** GIVEN DATA follows **
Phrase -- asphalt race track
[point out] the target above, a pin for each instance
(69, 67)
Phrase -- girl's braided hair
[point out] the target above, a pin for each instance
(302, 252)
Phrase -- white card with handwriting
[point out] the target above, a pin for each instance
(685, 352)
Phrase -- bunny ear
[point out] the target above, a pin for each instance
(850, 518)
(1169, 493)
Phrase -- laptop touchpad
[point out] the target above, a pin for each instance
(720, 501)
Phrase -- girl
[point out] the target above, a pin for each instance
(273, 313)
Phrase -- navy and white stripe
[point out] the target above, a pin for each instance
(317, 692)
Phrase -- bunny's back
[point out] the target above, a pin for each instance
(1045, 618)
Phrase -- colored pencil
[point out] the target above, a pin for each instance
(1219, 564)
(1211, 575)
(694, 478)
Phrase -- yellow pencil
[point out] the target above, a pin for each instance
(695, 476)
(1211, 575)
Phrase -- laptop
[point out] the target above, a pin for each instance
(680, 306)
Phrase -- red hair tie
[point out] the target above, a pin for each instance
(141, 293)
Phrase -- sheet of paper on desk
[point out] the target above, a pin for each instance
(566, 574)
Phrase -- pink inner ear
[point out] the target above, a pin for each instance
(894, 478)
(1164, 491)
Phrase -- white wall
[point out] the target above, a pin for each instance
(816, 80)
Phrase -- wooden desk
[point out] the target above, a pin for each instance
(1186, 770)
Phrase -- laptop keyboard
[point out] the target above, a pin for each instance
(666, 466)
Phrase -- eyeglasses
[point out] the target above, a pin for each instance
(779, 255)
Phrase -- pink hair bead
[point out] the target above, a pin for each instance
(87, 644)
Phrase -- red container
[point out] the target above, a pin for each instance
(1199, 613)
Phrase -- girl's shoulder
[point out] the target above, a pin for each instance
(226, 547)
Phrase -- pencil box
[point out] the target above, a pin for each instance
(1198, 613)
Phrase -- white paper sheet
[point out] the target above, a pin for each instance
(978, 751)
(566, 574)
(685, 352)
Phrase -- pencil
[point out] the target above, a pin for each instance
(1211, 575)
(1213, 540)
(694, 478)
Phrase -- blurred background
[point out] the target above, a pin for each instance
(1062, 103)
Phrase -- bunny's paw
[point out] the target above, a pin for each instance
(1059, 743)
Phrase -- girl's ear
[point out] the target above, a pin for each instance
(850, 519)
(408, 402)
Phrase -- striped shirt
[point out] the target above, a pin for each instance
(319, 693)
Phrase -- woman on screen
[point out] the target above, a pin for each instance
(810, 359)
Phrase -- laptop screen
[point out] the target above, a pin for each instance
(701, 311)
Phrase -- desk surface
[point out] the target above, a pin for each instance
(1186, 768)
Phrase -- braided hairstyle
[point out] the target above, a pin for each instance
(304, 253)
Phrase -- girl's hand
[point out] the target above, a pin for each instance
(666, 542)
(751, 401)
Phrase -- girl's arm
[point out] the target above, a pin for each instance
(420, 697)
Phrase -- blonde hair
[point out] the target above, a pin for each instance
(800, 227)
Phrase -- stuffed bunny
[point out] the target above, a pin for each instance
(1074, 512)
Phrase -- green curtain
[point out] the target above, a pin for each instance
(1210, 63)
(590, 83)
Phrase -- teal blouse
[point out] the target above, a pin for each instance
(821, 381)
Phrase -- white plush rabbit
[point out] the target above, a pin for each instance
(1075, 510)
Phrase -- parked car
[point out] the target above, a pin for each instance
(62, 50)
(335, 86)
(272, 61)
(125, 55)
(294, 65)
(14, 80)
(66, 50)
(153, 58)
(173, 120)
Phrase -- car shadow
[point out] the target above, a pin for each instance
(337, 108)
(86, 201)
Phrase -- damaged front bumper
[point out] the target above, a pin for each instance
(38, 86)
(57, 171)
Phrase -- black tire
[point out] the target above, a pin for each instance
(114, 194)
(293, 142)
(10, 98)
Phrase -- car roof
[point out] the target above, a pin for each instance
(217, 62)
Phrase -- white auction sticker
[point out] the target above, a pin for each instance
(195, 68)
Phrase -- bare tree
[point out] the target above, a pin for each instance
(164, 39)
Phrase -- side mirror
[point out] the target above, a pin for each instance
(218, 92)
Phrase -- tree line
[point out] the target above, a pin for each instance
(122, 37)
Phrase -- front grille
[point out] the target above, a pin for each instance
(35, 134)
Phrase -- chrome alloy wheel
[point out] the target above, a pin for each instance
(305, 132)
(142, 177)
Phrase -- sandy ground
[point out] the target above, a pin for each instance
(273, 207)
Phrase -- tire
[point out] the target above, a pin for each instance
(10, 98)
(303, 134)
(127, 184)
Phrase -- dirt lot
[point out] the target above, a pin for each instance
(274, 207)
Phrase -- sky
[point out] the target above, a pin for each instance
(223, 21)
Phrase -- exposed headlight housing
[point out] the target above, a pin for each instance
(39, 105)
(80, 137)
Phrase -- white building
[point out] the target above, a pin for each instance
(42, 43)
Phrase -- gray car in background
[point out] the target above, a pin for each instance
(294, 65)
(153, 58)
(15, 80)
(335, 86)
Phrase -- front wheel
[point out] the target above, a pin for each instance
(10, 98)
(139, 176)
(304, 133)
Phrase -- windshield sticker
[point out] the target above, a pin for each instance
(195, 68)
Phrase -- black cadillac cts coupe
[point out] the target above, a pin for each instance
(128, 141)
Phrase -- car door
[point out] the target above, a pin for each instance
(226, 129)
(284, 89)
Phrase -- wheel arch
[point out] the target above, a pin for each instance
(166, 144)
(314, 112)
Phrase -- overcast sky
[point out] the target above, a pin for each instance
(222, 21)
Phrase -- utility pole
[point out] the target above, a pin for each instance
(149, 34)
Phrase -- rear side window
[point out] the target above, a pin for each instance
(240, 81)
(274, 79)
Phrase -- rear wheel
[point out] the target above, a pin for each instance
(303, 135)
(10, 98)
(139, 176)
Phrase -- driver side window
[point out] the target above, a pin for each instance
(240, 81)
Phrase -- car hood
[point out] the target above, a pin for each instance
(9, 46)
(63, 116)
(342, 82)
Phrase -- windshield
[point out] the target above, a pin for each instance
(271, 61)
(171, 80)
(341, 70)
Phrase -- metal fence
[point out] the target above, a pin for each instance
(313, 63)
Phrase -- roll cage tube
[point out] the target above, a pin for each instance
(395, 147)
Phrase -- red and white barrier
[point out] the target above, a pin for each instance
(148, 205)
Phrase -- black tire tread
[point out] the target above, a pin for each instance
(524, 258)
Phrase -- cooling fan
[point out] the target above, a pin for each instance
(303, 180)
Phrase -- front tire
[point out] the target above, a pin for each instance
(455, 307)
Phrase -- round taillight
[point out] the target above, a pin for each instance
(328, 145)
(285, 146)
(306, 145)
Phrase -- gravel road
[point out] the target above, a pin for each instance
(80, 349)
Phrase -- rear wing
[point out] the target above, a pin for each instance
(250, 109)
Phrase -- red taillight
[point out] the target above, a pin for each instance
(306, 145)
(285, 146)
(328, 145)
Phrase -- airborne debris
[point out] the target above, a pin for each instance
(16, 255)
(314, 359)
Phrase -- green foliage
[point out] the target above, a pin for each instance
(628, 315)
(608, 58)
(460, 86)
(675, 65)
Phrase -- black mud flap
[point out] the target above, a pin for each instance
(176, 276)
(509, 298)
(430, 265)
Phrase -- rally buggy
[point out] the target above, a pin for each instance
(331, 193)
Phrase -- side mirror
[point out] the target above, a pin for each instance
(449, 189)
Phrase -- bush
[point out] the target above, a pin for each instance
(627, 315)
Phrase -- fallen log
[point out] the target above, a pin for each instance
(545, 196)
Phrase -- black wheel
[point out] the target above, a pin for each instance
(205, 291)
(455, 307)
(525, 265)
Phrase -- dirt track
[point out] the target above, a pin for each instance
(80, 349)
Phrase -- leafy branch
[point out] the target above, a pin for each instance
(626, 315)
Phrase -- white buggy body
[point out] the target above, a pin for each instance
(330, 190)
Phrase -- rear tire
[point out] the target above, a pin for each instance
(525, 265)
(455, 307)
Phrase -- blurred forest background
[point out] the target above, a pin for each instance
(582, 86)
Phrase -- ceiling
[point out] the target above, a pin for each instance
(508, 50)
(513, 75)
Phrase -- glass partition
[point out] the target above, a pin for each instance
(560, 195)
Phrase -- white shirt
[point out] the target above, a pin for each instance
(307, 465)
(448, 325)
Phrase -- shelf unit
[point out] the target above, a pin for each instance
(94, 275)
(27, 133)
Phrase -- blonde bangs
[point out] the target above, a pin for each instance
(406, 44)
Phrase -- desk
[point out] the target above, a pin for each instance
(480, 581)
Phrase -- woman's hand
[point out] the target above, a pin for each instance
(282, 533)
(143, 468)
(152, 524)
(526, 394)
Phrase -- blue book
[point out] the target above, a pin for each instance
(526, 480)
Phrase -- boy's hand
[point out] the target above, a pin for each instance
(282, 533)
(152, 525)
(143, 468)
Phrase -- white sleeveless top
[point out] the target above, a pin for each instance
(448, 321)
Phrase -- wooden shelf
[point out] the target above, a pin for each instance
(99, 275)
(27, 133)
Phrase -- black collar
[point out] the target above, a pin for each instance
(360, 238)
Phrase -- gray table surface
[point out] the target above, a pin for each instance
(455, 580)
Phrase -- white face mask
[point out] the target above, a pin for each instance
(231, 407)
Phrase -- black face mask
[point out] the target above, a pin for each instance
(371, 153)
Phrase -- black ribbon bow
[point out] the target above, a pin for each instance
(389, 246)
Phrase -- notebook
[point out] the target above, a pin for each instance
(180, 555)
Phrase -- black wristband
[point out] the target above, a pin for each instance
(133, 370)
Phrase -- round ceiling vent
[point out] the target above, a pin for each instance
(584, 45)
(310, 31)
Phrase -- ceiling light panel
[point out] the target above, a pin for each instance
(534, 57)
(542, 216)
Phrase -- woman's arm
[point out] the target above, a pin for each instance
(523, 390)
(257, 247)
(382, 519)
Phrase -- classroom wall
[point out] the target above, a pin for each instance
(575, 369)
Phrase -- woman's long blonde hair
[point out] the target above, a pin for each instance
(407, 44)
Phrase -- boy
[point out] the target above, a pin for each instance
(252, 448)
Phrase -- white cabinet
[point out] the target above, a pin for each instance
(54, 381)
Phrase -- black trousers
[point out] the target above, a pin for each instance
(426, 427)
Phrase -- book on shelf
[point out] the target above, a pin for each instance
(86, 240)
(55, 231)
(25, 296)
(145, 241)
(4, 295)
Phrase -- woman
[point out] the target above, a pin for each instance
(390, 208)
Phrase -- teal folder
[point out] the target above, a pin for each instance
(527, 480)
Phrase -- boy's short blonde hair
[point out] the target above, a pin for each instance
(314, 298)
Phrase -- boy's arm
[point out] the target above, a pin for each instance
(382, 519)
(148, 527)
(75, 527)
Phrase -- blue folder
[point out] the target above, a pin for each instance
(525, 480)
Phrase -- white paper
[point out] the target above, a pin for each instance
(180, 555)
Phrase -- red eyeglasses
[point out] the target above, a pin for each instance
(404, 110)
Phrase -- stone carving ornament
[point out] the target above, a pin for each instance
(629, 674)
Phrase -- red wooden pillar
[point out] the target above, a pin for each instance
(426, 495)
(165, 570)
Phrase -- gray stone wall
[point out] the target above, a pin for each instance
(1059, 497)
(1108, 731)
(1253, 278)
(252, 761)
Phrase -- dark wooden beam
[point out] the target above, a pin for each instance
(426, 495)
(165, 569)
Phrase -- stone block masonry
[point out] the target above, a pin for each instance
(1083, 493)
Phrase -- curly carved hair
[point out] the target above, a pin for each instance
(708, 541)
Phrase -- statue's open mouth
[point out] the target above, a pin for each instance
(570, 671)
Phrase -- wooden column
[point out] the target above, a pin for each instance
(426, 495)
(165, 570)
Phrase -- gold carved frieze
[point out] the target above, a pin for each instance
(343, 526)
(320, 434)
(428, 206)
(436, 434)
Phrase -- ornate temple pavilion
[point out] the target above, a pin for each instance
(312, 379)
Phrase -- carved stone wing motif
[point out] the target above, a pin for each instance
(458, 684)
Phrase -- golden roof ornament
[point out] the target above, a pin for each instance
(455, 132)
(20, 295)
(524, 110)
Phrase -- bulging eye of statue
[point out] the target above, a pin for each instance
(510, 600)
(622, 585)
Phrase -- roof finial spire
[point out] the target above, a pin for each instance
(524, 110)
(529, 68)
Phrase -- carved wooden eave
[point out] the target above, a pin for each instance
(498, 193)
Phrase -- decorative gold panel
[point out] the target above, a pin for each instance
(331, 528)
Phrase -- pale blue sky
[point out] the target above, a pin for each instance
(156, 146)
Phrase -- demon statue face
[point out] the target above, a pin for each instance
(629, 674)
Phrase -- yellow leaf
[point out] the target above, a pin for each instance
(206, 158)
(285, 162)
** End of GIVEN DATA **
## TASK DIRECTIONS
Where a line in the data contains the string "window", add it to your count, and give only the final number.

## RESPONSE
2